Start of MATERIAL PROVIDED
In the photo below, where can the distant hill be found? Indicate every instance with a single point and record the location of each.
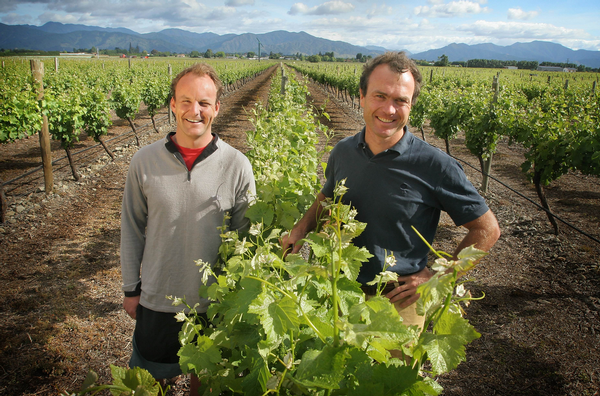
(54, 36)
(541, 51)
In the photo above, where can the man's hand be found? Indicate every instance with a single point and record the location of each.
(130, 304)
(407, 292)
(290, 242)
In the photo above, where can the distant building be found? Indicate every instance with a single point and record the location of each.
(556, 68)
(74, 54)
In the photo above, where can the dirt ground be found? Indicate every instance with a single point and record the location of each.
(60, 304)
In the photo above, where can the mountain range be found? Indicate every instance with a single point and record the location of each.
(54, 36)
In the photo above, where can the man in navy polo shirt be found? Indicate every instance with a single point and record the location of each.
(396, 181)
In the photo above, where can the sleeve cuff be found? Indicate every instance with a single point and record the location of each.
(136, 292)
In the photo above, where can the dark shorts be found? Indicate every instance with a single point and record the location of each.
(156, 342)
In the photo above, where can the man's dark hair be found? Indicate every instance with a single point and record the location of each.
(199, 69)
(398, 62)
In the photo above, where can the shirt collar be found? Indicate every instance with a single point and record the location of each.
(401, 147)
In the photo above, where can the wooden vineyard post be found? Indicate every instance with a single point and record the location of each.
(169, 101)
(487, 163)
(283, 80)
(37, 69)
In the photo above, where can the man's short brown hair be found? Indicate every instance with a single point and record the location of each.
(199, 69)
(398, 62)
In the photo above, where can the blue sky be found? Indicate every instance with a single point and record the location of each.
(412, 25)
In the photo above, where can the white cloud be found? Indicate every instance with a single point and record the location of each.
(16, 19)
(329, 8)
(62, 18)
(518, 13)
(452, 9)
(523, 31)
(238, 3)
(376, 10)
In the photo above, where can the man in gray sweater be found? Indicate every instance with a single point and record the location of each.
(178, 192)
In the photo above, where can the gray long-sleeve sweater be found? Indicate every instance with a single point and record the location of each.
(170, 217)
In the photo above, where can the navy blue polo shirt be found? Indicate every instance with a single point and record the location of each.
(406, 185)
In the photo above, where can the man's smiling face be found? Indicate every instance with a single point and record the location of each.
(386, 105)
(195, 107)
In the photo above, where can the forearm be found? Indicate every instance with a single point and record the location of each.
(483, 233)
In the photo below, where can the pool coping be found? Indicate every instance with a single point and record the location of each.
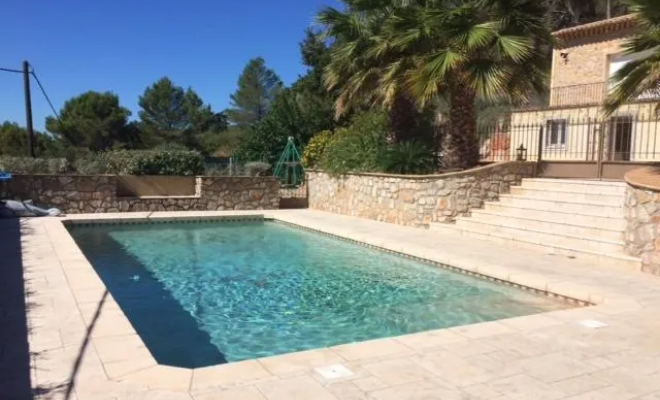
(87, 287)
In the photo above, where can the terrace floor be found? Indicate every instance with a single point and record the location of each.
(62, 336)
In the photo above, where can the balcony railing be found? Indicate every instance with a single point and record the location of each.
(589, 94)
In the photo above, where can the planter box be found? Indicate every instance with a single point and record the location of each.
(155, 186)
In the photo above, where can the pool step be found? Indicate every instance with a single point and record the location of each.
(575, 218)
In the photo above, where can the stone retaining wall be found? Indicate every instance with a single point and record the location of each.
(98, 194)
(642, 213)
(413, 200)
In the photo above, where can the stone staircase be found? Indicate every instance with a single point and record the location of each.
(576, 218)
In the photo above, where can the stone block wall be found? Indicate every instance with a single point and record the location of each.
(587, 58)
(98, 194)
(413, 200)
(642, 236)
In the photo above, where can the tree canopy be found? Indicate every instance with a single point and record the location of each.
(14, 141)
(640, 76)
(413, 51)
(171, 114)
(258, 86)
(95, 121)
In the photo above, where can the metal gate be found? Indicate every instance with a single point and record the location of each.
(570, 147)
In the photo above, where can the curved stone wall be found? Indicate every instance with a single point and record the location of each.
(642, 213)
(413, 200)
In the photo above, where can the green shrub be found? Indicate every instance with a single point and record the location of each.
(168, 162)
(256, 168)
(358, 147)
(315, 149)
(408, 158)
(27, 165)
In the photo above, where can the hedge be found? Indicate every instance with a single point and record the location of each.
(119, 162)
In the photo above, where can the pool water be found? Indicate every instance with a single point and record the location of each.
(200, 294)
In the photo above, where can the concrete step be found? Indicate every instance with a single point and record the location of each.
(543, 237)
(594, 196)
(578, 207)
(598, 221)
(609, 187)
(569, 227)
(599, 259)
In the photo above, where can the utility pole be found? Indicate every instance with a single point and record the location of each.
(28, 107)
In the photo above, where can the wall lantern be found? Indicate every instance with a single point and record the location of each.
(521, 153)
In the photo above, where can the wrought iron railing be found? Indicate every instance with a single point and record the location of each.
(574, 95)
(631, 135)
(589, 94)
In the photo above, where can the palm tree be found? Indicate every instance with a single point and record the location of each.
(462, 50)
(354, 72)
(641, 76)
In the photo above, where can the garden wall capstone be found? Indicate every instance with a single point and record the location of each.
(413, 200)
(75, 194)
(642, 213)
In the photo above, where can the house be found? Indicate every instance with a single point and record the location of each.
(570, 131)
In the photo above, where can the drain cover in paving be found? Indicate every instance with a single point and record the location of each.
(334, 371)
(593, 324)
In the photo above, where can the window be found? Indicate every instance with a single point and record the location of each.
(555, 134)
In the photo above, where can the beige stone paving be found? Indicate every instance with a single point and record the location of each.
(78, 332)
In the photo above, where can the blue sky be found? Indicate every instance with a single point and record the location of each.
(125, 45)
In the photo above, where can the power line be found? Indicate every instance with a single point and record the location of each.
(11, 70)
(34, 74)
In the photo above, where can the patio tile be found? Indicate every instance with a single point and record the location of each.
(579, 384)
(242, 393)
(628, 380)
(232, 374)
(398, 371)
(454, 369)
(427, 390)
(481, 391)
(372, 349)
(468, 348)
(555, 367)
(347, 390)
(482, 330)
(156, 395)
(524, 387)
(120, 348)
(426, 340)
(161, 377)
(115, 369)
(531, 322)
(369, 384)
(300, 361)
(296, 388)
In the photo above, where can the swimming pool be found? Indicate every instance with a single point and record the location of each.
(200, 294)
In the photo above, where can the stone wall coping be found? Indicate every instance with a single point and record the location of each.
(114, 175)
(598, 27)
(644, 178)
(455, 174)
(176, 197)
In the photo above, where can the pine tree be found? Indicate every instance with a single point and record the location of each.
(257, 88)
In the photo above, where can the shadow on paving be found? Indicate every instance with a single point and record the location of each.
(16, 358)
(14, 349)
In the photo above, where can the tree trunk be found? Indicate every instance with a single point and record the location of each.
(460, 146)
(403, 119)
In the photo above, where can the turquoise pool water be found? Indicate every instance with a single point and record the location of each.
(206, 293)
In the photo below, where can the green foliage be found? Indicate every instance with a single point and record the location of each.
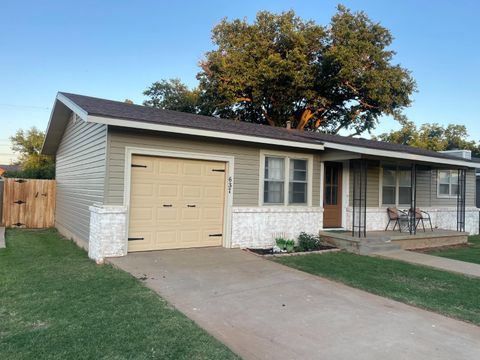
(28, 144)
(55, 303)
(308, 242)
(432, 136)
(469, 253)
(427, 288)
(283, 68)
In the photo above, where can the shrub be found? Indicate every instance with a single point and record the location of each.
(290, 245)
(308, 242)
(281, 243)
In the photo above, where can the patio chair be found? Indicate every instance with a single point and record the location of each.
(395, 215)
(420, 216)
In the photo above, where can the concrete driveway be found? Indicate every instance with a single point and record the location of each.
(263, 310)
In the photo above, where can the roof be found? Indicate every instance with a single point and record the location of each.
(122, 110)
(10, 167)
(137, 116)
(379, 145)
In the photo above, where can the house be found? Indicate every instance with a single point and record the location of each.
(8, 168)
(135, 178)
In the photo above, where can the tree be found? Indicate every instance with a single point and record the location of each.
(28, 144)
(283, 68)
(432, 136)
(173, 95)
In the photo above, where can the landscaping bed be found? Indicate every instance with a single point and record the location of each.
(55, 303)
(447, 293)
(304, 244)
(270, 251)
End of MATERIAL PROVIDED
Start of MATERIAL PROVIDED
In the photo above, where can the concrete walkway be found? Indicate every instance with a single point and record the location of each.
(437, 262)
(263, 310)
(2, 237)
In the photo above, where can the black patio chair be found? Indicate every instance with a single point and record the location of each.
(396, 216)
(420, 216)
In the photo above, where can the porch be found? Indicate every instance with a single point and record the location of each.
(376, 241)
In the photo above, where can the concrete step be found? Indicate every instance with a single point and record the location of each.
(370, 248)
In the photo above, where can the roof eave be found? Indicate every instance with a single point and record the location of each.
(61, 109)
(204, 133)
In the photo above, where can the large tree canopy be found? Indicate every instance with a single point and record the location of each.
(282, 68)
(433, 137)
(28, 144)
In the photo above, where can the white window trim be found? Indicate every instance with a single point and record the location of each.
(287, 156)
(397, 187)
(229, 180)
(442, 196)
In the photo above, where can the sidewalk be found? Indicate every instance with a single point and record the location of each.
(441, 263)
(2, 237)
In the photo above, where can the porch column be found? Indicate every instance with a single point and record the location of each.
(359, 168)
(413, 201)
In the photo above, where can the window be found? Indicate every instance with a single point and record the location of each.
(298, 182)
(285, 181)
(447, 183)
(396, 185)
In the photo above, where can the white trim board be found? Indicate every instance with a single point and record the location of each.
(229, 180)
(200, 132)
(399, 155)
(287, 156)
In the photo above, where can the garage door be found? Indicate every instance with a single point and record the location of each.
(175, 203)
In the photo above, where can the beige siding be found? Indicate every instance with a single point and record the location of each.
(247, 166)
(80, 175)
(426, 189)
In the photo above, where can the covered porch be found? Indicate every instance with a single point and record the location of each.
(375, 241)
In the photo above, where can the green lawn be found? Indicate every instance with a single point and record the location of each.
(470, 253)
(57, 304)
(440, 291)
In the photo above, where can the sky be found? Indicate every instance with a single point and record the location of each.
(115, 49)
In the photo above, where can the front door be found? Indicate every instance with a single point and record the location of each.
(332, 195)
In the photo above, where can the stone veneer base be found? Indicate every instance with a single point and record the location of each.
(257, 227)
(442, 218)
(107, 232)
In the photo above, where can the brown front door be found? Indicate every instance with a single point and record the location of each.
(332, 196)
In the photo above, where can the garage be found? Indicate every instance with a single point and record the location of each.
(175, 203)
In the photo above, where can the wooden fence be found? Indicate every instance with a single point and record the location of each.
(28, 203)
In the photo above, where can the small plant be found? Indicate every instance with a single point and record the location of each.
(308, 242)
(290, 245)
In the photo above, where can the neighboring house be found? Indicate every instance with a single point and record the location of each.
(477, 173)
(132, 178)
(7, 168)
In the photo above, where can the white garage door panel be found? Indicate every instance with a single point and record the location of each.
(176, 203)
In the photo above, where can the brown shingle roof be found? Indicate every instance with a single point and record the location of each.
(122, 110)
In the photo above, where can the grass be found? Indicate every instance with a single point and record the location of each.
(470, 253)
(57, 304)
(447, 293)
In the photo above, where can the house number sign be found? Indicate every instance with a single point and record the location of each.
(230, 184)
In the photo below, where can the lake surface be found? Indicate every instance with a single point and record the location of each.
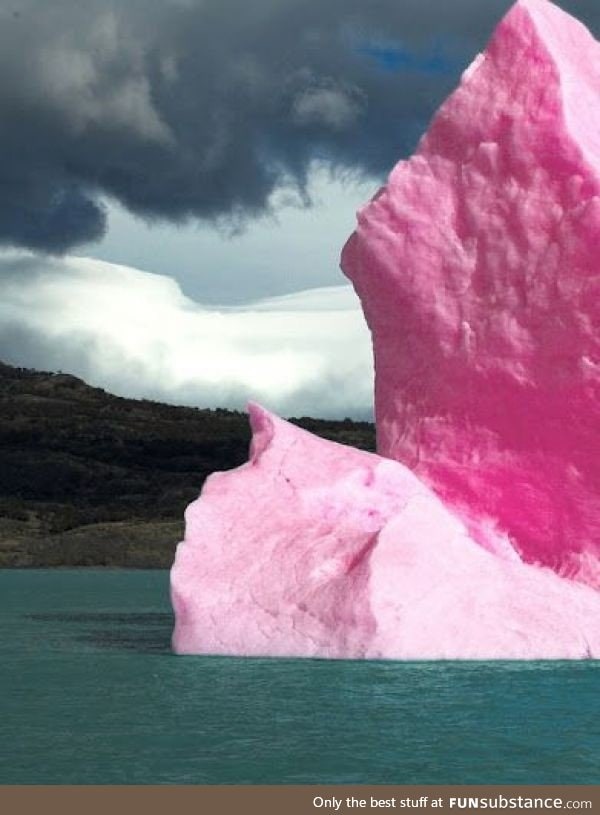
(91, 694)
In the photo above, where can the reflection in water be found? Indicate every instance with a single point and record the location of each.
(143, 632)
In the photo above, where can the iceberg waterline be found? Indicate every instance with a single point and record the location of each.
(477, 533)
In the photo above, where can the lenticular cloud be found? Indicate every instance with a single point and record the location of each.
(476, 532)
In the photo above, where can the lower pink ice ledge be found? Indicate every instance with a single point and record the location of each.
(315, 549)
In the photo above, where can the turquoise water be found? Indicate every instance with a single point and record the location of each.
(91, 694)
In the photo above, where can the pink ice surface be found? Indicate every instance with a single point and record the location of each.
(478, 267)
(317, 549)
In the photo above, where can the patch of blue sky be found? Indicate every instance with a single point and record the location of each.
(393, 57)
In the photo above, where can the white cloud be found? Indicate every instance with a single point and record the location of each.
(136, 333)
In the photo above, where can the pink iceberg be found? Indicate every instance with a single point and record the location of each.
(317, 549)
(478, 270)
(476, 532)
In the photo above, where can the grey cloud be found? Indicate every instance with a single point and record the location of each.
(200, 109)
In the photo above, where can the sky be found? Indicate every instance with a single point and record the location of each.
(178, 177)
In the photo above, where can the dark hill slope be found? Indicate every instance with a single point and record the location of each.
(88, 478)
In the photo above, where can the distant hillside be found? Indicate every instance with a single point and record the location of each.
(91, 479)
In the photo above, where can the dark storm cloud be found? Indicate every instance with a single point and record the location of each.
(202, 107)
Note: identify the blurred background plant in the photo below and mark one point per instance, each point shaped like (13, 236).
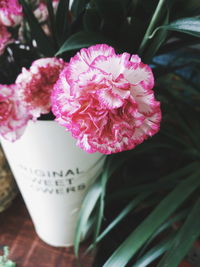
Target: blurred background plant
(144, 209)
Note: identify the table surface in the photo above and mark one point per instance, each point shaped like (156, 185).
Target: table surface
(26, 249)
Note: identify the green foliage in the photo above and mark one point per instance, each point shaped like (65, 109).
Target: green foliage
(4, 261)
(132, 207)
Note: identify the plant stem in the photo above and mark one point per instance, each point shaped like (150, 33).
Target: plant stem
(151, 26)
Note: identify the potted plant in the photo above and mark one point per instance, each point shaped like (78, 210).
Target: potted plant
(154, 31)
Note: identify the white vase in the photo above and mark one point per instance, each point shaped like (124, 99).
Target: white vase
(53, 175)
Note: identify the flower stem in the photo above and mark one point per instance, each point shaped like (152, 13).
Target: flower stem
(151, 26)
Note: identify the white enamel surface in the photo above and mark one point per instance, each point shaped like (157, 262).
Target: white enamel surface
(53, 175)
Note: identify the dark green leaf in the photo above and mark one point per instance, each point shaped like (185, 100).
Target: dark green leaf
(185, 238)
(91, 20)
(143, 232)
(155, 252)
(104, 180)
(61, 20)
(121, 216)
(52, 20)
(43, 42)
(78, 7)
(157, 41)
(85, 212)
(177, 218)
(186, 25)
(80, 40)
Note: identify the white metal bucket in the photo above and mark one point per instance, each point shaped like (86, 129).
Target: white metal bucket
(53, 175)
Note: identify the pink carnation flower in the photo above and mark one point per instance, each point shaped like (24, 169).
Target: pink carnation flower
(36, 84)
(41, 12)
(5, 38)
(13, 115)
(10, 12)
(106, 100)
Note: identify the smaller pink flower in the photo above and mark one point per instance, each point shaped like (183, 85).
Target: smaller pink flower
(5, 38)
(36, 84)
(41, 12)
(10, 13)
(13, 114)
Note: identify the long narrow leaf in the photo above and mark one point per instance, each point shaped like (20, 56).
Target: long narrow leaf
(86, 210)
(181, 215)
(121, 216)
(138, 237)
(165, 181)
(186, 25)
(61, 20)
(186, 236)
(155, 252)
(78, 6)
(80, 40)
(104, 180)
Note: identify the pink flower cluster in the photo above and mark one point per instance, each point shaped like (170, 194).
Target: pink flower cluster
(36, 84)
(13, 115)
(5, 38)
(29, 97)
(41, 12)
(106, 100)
End of MATERIAL PROVIDED
Every line from the line containing "Note: identify the pink carnation" through the line containing "Note: identify the pink flower" in the records above must be retyped exactly. Leave out the rest.

Note: identify the pink carnation flower in the photo above and mark one point per instance, each point shaped like (24, 169).
Target: pink carnation flower
(36, 84)
(41, 12)
(5, 38)
(13, 115)
(10, 12)
(106, 100)
Note: identify the smaller pink flower in the photo above and mark one point per instance, each point shaped like (183, 85).
Target: smaller pink flower
(5, 38)
(36, 84)
(41, 12)
(10, 13)
(13, 114)
Note: identify the long narrow leaf in the photo above and mark one point per instance, each point shaped like (20, 56).
Target: long narrow leaf
(86, 210)
(181, 215)
(121, 216)
(138, 237)
(165, 181)
(186, 25)
(61, 20)
(186, 236)
(155, 252)
(78, 6)
(80, 40)
(104, 180)
Note: identify the pink flower cluster in the photo above and mark one point per instance, each point shaped like (170, 194).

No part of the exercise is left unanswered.